TEXT section start

S&P added, "While these issues are not expected to have a material financial impact in the next couple of years, we expect that over the two-year horizon of a negative outlook, the future operating and regulatory landscape for Telstra will become sufficiently clear for the long-term rating to be determined. Downside risk to the rating is not expected to exceed one notch."

While offshore it was Dexia Municipal Agency, American Express, Ambac and Goldman Sachs.

Fitch Ratings affirmed its 'AAA' ratings on Dexia Municipal Agency's (DMA) obligations foncieres on Friday, after downgrading parent company, Dexia-Credit Local. DMA still has $1.5 billion of such obligations outstanding in the Australian market.

Fitch noted the obligations issued by DMA benefit from a privilege under French law whereby holders rank ahead of all other creditors. The law also prohibits a parent company's bankruptcy from being extended to the subsidiary.

Fitch affirmed the 'A+/F1' long- and short-term issuer default ratings that it assigns to American Express Co. along with the 'B' individual rating but revised the outlook on the ratings to negative. American Express Credit Corp., which has some $900 billion of bonds outstanding in the domestic market and carries the same ratings, has also been affected.

TEXT section end
MATERIAL PROVIDED section start

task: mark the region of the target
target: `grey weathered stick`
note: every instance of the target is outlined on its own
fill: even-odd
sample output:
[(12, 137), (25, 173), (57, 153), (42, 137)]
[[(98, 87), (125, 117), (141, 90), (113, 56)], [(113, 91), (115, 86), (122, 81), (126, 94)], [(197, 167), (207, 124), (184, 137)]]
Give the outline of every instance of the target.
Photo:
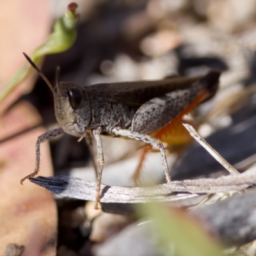
[[(164, 173), (171, 181), (165, 150), (162, 142), (147, 134), (159, 130), (177, 118), (195, 101), (207, 100), (218, 90), (220, 70), (192, 78), (170, 78), (160, 81), (96, 84), (83, 86), (74, 83), (59, 83), (53, 86), (45, 76), (26, 54), (30, 64), (47, 84), (54, 99), (55, 116), (61, 133), (83, 138), (90, 131), (97, 140), (99, 165), (98, 186), (95, 209), (99, 202), (101, 173), (103, 170), (103, 145), (100, 135), (124, 136), (149, 144), (160, 150)], [(204, 99), (201, 99), (202, 97)], [(186, 112), (186, 111), (185, 111)], [(184, 114), (183, 114), (184, 115)], [(97, 133), (95, 132), (97, 131)], [(44, 141), (61, 133), (42, 135)], [(48, 136), (48, 137), (47, 137)], [(39, 163), (38, 140), (36, 163)], [(34, 172), (20, 180), (35, 177)]]
[(188, 124), (183, 124), (183, 125), (189, 132), (190, 135), (196, 140), (202, 147), (204, 147), (230, 174), (233, 175), (240, 175), (240, 173), (236, 170), (229, 163), (228, 163), (221, 156), (213, 149), (195, 130), (195, 129)]
[[(96, 183), (81, 179), (57, 176), (38, 177), (30, 180), (52, 193), (74, 198), (93, 200)], [(122, 188), (101, 185), (100, 202), (105, 203), (147, 203), (152, 201), (171, 202), (197, 196), (199, 195), (239, 190), (256, 184), (256, 170), (240, 175), (218, 179), (201, 179), (172, 181), (149, 188)], [(178, 193), (174, 195), (173, 193)], [(188, 194), (189, 193), (189, 194)]]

MATERIAL PROVIDED section end

### WORK TASK
Extend the credit ratings report above, picking up right after its last sentence.

### WRITTEN RESPONSE
The outlook revision reflects the expectation that rising credit costs and declining billed business volume will reduce earnings potential and capital generation over the near term. The pace of deterioration in the company's credit card portfolio surpassed that of peers in 2008, given the heavier exposure to borrowers in California and Florida, outsized portfolio growth in 2006 and 2007, and the inclusion of a higher-loss small business portfolio, said Fitch.

Fitch went on to note that the recognition of quarterly operating losses, absent non-recurring items, a weakening liquidity profile, and/or notable reductions in capitalisation, as measured by tangible equity ratios, could result in negative rating action. Conversely, ratings stability will be driven by a recovery in portfolio credit metrics and a reversal of negative spending patterns.   

Moody's concluded its review for possible downgrade initiated in early March, by lowering the insurance financial strength rating assigned to Ambac Assurance Corporation to 'Ba3' from 'Baa1'. The rating outlook is developing.

The downgrade primarily reflects weakened risk adjusted capitalisation, as Moody's loss estimates on RMBS securities have increased significantly. This increases the estimated capital required to support Ambac's sizable direct RMBS portfolio and also its large portfolio of ABS CDO risks. Moody's noted that the claims-paying resources of Ambac remain above expected loss estimates, though this cushion has been significantly eroded, and losses in more severe stress scenarios would exceed available resources.

The developing outlook reflects the potential for further deterioration in the insured portfolio as asset performance develops over the intermediate term. It also incorporates positive developments that could occur including lower variability in mortgage-related asset performance, the possibility of commutations or terminations of certain ABS CDO exposures, and/or successful remediation efforts on poorly performing RMBS transactions. There is also the potential for various initiatives being pursued at the US federal level to mitigate the rising trend of mortgage loan defaults.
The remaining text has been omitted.